TASK DESCRIPTION: Reproduce the data below verbatim from the line containing "In this exercise you will indicate the sunlight" through its final line, and produce nothing more.

:: GIVEN ENTRIES ::

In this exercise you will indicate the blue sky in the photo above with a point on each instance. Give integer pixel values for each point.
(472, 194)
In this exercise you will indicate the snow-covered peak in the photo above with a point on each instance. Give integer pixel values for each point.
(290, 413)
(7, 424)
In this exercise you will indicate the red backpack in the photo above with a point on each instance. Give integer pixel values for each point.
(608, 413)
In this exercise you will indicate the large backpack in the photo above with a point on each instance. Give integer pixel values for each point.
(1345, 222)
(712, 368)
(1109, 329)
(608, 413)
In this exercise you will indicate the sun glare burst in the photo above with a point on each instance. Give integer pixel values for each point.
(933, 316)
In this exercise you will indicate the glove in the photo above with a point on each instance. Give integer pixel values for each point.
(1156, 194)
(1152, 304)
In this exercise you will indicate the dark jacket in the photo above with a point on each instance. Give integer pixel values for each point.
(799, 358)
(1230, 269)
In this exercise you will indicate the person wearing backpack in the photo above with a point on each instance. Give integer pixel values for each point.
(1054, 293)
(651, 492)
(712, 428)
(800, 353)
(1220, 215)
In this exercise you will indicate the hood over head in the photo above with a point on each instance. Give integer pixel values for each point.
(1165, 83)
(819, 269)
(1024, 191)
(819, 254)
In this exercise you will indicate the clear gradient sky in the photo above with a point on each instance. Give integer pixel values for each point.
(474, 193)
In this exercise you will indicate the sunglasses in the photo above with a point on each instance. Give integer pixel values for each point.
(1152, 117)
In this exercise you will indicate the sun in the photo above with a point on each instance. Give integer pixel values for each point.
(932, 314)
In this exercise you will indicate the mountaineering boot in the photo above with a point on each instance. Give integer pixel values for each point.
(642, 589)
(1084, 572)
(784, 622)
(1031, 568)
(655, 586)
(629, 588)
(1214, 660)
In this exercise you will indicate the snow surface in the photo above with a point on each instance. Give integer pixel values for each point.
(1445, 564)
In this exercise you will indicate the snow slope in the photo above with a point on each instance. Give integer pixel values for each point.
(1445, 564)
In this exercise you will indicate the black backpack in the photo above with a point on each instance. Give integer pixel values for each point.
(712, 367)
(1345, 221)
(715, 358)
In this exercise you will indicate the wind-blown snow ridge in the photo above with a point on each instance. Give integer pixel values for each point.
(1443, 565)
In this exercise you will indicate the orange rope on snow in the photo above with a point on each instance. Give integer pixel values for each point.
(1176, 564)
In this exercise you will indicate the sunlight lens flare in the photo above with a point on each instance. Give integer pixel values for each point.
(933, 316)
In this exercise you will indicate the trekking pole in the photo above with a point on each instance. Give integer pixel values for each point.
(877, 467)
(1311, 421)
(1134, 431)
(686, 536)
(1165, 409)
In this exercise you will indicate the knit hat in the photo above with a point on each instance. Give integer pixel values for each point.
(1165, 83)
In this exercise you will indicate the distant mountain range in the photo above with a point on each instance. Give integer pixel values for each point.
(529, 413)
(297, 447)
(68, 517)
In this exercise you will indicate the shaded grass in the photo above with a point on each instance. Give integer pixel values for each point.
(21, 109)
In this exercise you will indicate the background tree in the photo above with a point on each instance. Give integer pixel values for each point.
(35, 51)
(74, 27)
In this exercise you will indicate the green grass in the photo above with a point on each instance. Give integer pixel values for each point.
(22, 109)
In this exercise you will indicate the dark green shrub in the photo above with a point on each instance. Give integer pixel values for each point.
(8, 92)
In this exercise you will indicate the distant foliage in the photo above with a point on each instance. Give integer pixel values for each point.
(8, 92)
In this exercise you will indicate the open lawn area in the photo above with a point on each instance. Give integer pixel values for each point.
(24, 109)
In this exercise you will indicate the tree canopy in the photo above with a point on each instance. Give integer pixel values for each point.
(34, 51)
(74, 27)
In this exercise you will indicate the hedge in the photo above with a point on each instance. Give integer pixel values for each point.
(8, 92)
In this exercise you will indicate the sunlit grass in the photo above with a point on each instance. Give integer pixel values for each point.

:::

EXERCISE RESULT:
In this exercise you will indicate the sunlight lens flare in the photo above with a point on each instance. Give integer pixel values for each point.
(933, 316)
In this exercise you will indicate the trekking pole in the photo above with a point on each instance. Give integer pixel values for each point.
(877, 467)
(1311, 421)
(1134, 431)
(686, 536)
(1165, 409)
In this exercise you will indicate the knit hat in the photo above with a point on each instance. Give integer pixel values for each point.
(1165, 83)
In this exercise you will indicate the distant mountain range in the photo above with a point on each instance. Give integer pixel values for each point.
(529, 413)
(297, 447)
(68, 517)
In this exercise you will indicate the shaded grass in the photo above with a point on each instance. Give integer pixel values for each point.
(21, 109)
In this exercise you will indicate the background tree in the photo above with a point on each instance. Give integer pixel values for each point.
(35, 51)
(74, 27)
In this exercise you will indicate the green grass in the photo above with a point on each instance. Give integer pixel values for each point.
(22, 109)
In this exercise you will indicate the dark green shrub in the photo above with a point on each instance. Give integer pixel values for each point.
(8, 92)
In this exercise you will indicate the distant foliage in the photo above with a point on each instance. Give integer pixel values for each point.
(8, 92)
In this exercise you will indicate the open lawn area in the photo above with a point on each instance. Give integer pixel values for each point.
(24, 109)
In this exercise you will indicate the tree canopy in the photo above with a point on each instance. Give integer pixel values for each point.
(34, 51)
(74, 27)
In this exercise you will indicate the hedge in the photo above with a point on each instance. Give integer pixel values for each point.
(8, 92)
In this exercise you will indicate the sunlit grass in the photo above with a point on each instance. Give integer pixel values for each point.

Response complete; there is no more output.